What you need to do: Would you please copy each line of the data in which the string "wooden" occurs?

Record extracts:
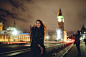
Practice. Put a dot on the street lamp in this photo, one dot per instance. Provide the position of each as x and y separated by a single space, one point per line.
14 32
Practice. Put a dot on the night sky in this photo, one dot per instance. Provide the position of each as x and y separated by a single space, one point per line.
26 12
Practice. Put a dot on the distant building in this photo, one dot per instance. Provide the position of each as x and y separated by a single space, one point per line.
1 26
11 34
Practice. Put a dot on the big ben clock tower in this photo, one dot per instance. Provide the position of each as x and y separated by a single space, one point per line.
60 20
1 26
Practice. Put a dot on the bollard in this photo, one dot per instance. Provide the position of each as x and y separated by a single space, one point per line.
54 54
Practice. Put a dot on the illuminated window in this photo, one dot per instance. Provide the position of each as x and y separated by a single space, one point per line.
59 20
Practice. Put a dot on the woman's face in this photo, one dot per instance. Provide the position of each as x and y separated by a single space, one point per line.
38 24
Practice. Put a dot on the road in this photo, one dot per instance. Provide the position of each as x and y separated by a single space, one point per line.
24 49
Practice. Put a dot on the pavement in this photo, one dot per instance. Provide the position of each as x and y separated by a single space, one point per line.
73 51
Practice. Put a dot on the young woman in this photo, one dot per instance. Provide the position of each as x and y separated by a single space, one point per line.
37 44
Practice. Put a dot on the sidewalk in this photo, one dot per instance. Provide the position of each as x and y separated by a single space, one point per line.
73 51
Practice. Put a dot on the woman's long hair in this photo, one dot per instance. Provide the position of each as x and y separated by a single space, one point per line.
42 26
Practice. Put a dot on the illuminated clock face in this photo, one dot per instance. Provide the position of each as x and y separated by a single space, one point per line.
0 23
60 18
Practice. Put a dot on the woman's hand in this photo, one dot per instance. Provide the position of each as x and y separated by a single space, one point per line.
41 48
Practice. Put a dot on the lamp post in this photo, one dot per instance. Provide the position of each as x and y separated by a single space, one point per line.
14 34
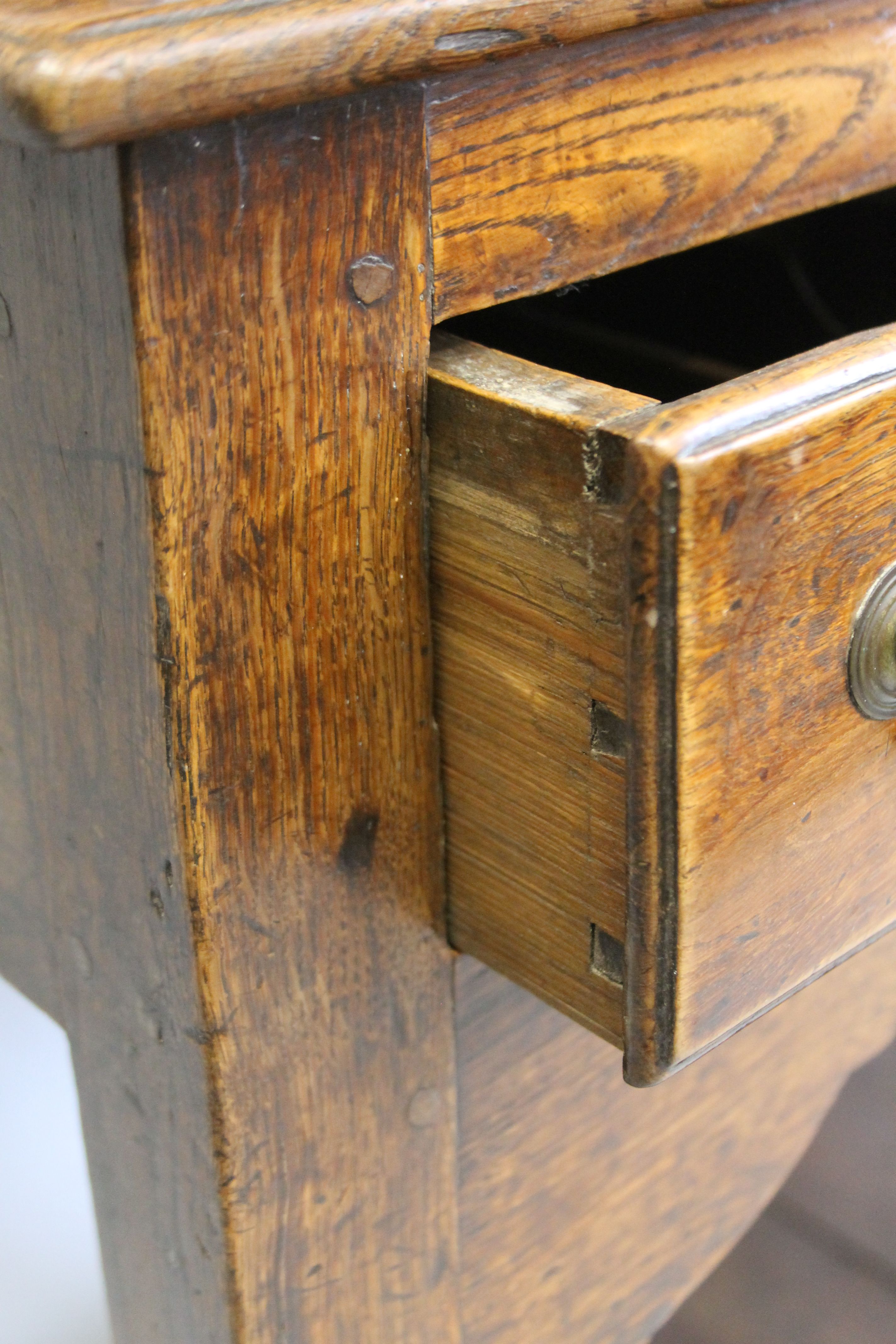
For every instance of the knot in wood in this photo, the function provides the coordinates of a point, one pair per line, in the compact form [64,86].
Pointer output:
[371,279]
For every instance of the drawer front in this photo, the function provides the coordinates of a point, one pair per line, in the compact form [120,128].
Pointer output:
[672,625]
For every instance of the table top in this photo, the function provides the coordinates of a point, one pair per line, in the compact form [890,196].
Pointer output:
[76,73]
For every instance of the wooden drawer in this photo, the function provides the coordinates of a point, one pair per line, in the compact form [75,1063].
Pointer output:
[664,809]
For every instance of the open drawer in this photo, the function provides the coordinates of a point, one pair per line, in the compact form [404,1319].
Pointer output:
[665,809]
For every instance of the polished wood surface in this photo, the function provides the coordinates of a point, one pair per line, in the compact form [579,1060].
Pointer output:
[762,822]
[284,447]
[82,72]
[95,921]
[590,1210]
[582,160]
[529,611]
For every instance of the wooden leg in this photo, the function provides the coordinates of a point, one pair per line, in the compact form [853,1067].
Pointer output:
[220,847]
[92,885]
[222,757]
[280,281]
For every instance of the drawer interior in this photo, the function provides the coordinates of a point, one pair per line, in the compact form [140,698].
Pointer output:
[684,323]
[529,565]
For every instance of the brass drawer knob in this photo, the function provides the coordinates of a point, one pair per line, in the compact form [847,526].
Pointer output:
[872,651]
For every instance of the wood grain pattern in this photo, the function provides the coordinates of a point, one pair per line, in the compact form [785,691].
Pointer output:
[578,162]
[761,804]
[81,72]
[529,609]
[93,913]
[590,1210]
[284,431]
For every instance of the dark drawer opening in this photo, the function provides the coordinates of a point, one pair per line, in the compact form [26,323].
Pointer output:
[684,323]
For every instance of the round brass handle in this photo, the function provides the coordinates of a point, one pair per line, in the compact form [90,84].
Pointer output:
[872,651]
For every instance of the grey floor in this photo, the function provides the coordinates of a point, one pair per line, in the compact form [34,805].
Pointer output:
[50,1279]
[819,1268]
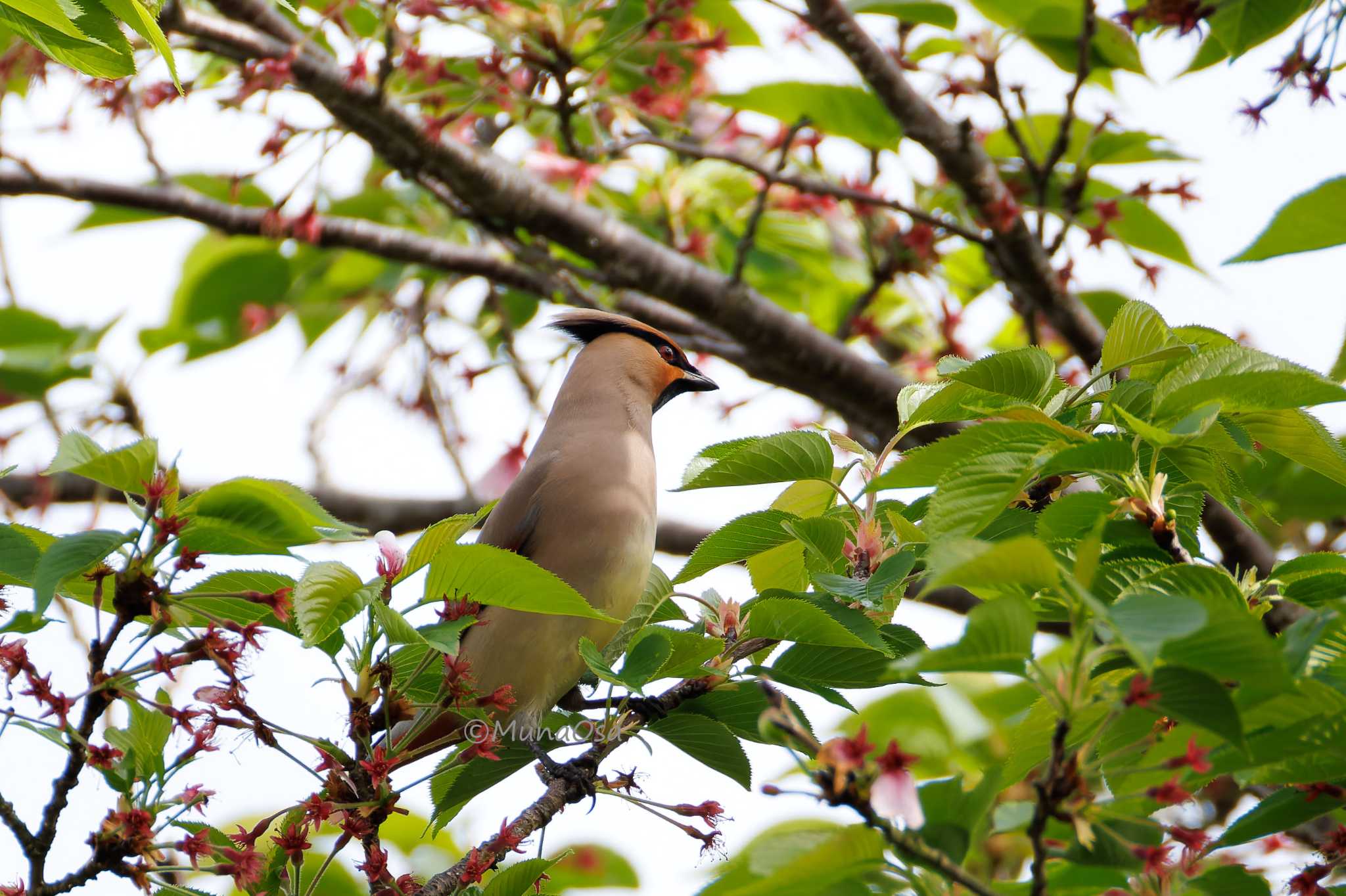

Result:
For every instance of the wooden drawer in this photo, the function provides the coordinates of a point, one pair per line, in the compact form [75,1063].
For every instance of the wooden leg in this photo, the function provides the coordinates of a point, one pair per line, in the compact form [853,1067].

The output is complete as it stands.